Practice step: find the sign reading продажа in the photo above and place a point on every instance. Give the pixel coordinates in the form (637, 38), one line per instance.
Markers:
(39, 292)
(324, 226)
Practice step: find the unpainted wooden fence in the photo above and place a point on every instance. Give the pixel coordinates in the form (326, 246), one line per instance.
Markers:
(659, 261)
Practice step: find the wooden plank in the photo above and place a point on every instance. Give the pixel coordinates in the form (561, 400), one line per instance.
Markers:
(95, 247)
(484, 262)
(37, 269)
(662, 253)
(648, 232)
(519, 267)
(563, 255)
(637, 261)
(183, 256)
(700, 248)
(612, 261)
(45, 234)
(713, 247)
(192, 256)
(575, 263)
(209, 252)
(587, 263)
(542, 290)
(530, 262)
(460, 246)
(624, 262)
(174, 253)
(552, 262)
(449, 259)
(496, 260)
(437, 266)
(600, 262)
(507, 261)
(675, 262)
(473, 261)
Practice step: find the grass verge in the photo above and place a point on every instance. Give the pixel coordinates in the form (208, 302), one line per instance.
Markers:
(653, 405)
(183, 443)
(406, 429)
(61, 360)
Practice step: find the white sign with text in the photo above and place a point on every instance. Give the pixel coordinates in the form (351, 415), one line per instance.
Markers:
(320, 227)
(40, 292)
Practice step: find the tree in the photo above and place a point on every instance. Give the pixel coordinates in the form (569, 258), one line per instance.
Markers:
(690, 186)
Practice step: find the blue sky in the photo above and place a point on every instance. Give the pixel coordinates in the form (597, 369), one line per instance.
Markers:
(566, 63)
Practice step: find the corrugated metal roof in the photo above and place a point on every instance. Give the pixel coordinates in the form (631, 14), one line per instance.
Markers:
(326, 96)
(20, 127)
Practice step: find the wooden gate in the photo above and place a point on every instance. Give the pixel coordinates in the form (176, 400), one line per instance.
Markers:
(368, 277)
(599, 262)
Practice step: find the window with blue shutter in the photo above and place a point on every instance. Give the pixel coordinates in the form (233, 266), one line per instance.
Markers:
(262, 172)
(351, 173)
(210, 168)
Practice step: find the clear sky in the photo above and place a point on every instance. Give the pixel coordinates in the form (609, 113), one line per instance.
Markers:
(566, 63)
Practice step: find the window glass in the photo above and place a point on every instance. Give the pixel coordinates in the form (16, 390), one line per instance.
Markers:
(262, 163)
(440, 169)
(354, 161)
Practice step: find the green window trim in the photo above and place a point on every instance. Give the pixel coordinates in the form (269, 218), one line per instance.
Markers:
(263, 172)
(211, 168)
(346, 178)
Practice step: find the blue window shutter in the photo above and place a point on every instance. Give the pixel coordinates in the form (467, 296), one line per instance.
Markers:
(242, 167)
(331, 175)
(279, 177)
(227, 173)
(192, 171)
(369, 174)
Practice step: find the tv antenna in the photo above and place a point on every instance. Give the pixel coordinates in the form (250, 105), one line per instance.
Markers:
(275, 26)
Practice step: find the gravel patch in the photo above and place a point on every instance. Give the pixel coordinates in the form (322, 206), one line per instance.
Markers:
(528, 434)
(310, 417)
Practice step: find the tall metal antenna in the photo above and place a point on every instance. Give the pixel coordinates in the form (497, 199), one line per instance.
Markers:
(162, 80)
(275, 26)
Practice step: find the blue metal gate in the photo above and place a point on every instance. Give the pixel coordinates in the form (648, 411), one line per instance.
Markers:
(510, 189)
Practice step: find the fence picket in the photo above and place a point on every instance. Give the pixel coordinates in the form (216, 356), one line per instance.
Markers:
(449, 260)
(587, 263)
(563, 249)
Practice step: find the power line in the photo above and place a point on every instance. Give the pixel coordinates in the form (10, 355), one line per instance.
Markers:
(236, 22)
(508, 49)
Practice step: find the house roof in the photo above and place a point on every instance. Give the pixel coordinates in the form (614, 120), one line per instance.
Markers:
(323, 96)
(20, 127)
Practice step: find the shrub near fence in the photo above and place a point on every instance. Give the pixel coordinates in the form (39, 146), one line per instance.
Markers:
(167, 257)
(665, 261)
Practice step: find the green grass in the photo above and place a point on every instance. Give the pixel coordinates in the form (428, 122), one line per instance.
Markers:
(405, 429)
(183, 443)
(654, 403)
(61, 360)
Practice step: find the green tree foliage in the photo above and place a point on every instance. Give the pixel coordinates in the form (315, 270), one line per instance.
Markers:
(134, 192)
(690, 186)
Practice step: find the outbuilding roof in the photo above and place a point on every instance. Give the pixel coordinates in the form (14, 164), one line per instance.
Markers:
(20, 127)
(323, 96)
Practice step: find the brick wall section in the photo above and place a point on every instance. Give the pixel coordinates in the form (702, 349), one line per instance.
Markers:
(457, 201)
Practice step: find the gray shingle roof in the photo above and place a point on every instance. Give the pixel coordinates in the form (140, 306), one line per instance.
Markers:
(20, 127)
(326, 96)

....

What needs to be done – Whenever a line of the records holds the string "antenna", pick it out and copy it.

Task answer –
Practice step: find the tv antenna in the photo above and place a point on every instance. Give the pixel coordinates in the form (250, 105), one line per instance.
Practice step: find the tall metal antenna in the photo above and place a point on every instance. Give the pixel coordinates in the form (497, 199), one line per instance.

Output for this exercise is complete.